Task objective:
Only lines containing the string "wing" belong in the answer; find them in the records and copy them.

Supplied records:
□ □ □
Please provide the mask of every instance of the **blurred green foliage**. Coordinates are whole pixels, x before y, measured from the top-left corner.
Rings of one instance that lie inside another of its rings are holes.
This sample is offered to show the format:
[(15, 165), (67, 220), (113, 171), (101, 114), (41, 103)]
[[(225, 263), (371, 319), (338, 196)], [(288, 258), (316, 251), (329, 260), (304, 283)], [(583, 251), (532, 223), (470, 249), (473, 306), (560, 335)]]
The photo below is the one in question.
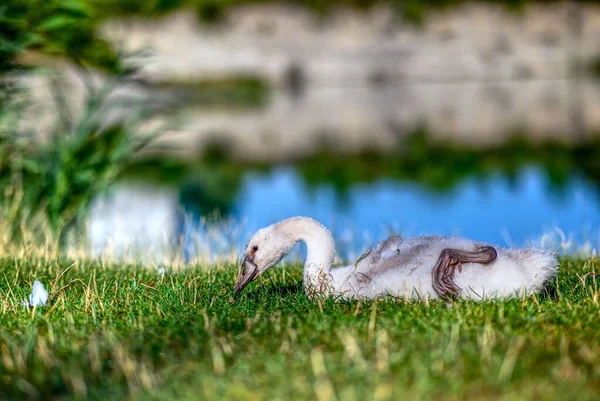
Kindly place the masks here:
[(13, 94), (7, 101), (0, 112), (0, 194), (5, 196), (3, 206), (13, 210), (15, 236), (22, 224), (42, 213), (63, 238), (91, 201), (155, 137), (136, 132), (135, 113), (118, 124), (106, 123), (105, 99), (127, 74), (116, 74), (100, 87), (89, 86), (77, 117), (57, 101), (58, 118), (49, 133), (21, 128), (26, 95)]
[[(549, 0), (558, 1), (558, 0)], [(549, 2), (546, 1), (546, 2)], [(404, 21), (422, 23), (432, 10), (456, 7), (466, 2), (492, 3), (518, 10), (532, 0), (93, 0), (98, 9), (106, 14), (157, 16), (180, 8), (196, 10), (200, 20), (217, 22), (235, 7), (248, 4), (284, 4), (306, 8), (317, 15), (326, 15), (338, 7), (368, 10), (377, 5), (388, 5), (397, 11)], [(575, 2), (595, 2), (595, 0), (575, 0)]]
[(231, 75), (219, 79), (168, 81), (151, 84), (152, 89), (165, 91), (181, 105), (202, 108), (250, 108), (265, 106), (270, 87), (265, 79), (250, 75)]
[(323, 150), (298, 169), (311, 186), (329, 183), (339, 193), (353, 185), (387, 178), (411, 181), (437, 192), (456, 187), (466, 179), (502, 175), (509, 181), (528, 166), (546, 173), (554, 189), (569, 183), (574, 174), (585, 176), (600, 193), (600, 139), (567, 144), (554, 141), (532, 143), (525, 133), (494, 147), (477, 149), (452, 141), (432, 141), (425, 129), (417, 129), (402, 141), (396, 152), (381, 155), (362, 152), (350, 159)]
[(0, 3), (0, 73), (18, 67), (27, 50), (65, 56), (108, 70), (119, 58), (96, 35), (98, 9), (84, 0), (3, 0)]
[(597, 77), (600, 77), (600, 55), (592, 61), (590, 70), (592, 74), (594, 74)]

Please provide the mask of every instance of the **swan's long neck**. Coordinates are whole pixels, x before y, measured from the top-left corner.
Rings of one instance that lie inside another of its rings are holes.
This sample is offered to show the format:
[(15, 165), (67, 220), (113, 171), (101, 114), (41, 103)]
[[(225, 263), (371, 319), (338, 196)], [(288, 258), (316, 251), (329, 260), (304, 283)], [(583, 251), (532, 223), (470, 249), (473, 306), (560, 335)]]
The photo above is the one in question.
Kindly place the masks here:
[(329, 230), (308, 217), (294, 217), (280, 224), (291, 238), (306, 244), (304, 289), (308, 293), (328, 292), (331, 285), (329, 271), (335, 260), (335, 242)]

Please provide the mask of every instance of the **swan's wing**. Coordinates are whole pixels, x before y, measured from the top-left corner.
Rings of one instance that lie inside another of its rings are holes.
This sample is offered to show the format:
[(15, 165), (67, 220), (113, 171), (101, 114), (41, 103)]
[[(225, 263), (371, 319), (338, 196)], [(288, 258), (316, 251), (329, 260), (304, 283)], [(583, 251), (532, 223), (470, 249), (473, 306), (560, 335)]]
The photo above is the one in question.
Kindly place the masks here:
[(410, 260), (411, 255), (402, 252), (401, 245), (400, 235), (392, 235), (385, 241), (379, 242), (356, 260), (355, 272), (371, 278), (377, 273), (405, 264)]
[(388, 237), (385, 241), (379, 241), (374, 247), (363, 253), (354, 263), (360, 264), (377, 263), (381, 258), (390, 256), (397, 252), (398, 246), (402, 243), (402, 237), (398, 234)]

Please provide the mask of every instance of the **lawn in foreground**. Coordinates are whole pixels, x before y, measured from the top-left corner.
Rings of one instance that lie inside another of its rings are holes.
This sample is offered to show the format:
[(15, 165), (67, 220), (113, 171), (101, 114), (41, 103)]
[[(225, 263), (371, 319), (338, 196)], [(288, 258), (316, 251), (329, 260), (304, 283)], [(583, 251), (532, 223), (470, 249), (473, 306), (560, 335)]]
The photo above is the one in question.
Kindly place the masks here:
[(0, 399), (597, 399), (600, 264), (561, 264), (503, 302), (311, 302), (287, 267), (231, 303), (235, 266), (5, 258)]

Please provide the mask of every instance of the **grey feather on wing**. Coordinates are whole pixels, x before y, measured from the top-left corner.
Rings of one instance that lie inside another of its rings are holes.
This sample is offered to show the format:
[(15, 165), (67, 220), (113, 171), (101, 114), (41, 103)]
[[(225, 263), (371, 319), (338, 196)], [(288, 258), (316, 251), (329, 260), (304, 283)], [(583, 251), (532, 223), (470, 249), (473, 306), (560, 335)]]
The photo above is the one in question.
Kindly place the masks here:
[(357, 270), (363, 270), (363, 268), (366, 270), (370, 269), (371, 266), (377, 264), (377, 262), (381, 260), (383, 253), (388, 251), (390, 247), (397, 250), (397, 245), (400, 242), (402, 242), (402, 237), (399, 234), (394, 234), (386, 240), (380, 241), (354, 262), (354, 268)]

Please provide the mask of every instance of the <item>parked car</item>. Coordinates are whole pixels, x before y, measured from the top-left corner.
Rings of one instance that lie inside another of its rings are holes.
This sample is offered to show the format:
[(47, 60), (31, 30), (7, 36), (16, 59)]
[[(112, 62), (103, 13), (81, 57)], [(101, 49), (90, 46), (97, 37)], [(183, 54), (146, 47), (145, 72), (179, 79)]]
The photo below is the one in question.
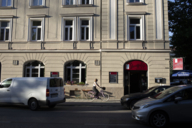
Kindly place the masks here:
[(192, 86), (179, 85), (137, 102), (132, 117), (161, 128), (169, 122), (191, 122), (191, 108)]
[(0, 83), (0, 103), (28, 105), (31, 110), (65, 102), (62, 78), (9, 78)]
[(164, 91), (169, 87), (170, 86), (154, 86), (149, 88), (143, 93), (132, 93), (132, 94), (124, 95), (121, 98), (121, 105), (125, 106), (128, 109), (131, 109), (137, 101), (149, 96), (153, 96), (161, 91)]

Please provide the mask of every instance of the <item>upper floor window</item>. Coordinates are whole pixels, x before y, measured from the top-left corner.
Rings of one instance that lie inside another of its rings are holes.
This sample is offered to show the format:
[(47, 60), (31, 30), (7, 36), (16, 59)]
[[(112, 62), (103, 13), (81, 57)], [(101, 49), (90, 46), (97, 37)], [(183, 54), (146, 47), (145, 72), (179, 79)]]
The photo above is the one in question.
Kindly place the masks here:
[(29, 22), (29, 40), (43, 41), (44, 18), (31, 18)]
[(64, 0), (65, 1), (65, 5), (73, 5), (75, 4), (74, 0)]
[(129, 3), (140, 2), (140, 0), (129, 0)]
[(10, 22), (0, 21), (0, 40), (8, 41), (10, 36)]
[(144, 0), (127, 0), (127, 5), (143, 4)]
[(45, 0), (30, 0), (30, 6), (45, 6)]
[(83, 4), (83, 5), (93, 4), (93, 0), (79, 0), (79, 4)]
[(63, 17), (62, 40), (74, 41), (76, 33), (76, 17)]
[(81, 20), (81, 40), (89, 40), (89, 20)]
[(12, 0), (0, 0), (2, 7), (9, 7), (12, 6)]
[(128, 40), (144, 40), (144, 16), (128, 15)]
□ □ □
Output:
Please provide the mask of every instance of the **swan's wing**. Coordinates are whole pixels, x before y, measured from the top-left corner.
Please provide the mask of every instance of the **grey feather on wing**. Coordinates are whole pixels, x before y, measured from the top-left corner.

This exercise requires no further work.